▶ **Required tasks**:
1) Answer the following questions using the article on the SURF program. Label each answer with its matching letter.
(a) How many students, from how many schools, took part in the 2013 SURF program?
(b) Since what year has Dr. Nancy Street served as Director of SURF?
(c) At which university is Emily Vonderhaar a senior?
2) According to the article on the SURF program, why might help from a colleague that Trevor Hinshaw expected to take an hour not arrive for two days? Respond in one to three sentences.
3) Write out everything in the article on the SURF program from "Asked about the" down to "UT Pan American.".

▶ **Source passage**:
▽

For selected college students, summer on campus is great time to SURF

By Lin Lofley

Asked about the most daunting aspect of his summer as a member of the 2013 Student Undergraduate Research Fellowship (SURF) program, Trevor Hinshaw focused on “priorities” – learning to balance his own with those of the people he worked with.

For many in the latest SURF class at UT Southwestern Medical Center, that appreciation of individual as well as group goals might be just as important a lesson as anything that was witnessed in a laboratory.

Emily Vonderhaar, SURF Participant
Emily Vonderhaar explains her research to QP-SURF participant Dorothy Owens, a student at UT Pan American.

“When you join a group of people who are all working on different projects, you have to learn empathy for priorities,” said Mr. Hinshaw, a senior at Gordon College in Wenham, Mass., who spent the summer in the lab of Dr. Rajiv Chopra, Associate Professor of Radiology in the Advanced Imaging Research Center. “I learned that when I needed something from a colleague that might take an hour, it might not happen for two days because my priorities don’t match those of the person whose help I needed. I learned to try to give greater attention to the tasks that others needed me to do.”

Mr. Hinshaw was among 63 students from 47 schools who were part of the 2013 SURF program. Nine more students participated in the Quantitative and Physical Sciences program, called QP-SURF, and 15 students served on campus as SURF affiliates, research interns, and members of the Summer Undergraduate Medical Research Fellows (SUMR) program.

“We had another group of exceptionally bright and motivated young undergraduates,” said Dr. Nancy Street, Associate Dean of UT Southwestern Graduate School of Biomedical Sciences, who has been Director of SURF since 1999. “Their time at UT Southwestern helped them see exactly what is required to be successful as a research scientist, and this includes both science and life skills.

“Each summer I ask them individually, ‘What was your biggest challenge and what surprised you the most during SURF?’ A response I hear quite often is ‘I was surprised that the lab I was working in asked me for my ideas and my opinions; this was gratifying and terrifying at the same time.’ SURF aims to provide these undergraduates a small glimpse of what life as a research scientist involves and then inspire them to pursue that path.”

In addition to working in UT Southwestern labs, the students took part in the annual seminar series that features talks by top researchers at the medical center, including Nobel Laureates Dr. Michael Brown and Dr. Bruce Beutler.

“It was interesting to hear of their research firsthand, especially after having read about it in my college textbooks,” said Emily Vonderhaar, a senior at Iowa State University who has applied for admission to Medical Scientist Training Programs at a number of schools, including UT Southwestern.

Ms. Vonderhaar spent the summer in the lab of Dr. Benjamin Chen, Associate Professor of Radiation Oncology, and credited him with helping her learn the reasoning behind research processes: “So I can think critically during interpretation.

△

▶ **Records provided**:
▽

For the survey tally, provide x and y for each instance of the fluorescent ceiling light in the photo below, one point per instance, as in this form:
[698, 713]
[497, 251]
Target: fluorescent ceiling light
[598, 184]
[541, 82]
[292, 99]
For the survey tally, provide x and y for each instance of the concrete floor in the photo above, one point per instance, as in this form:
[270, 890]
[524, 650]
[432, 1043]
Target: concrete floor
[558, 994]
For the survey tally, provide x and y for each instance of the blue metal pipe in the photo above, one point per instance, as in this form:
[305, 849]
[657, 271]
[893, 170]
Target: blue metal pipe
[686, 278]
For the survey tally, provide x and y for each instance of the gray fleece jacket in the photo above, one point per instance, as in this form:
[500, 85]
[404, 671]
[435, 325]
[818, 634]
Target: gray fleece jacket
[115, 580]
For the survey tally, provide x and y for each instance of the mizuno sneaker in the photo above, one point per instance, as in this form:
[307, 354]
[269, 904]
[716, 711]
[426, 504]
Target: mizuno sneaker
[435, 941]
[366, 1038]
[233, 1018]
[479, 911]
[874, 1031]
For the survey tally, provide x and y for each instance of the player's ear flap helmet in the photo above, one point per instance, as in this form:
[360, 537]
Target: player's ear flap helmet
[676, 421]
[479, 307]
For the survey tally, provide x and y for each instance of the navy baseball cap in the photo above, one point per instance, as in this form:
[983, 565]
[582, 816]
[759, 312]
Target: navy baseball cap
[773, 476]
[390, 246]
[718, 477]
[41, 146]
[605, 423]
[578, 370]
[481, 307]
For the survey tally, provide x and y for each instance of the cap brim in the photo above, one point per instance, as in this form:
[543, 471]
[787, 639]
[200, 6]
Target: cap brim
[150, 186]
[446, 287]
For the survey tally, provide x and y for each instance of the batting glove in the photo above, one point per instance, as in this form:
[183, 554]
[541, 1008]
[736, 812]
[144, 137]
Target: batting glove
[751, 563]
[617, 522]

△

▶ **Answers**:
1)
(a) 63 students from 47 schools
(b) 1999
(c) Iowa State University

2) His priorities did not match those of the person whose help he needed. Recognizing this, he learned to give greater attention to the tasks that others needed him to do.

3)
Asked about the most daunting aspect of his summer as a member of the 2013 Student Undergraduate Research Fellowship (SURF) program, Trevor Hinshaw focused on “priorities” – learning to balance his own with those of the people he worked with.

For many in the latest SURF class at UT Southwestern Medical Center, that appreciation of individual as well as group goals might be just as important a lesson as anything that was witnessed in a laboratory.

Emily Vonderhaar, SURF Participant
Emily Vonderhaar explains her research to QP-SURF participant Dorothy Owens, a student at UT Pan American.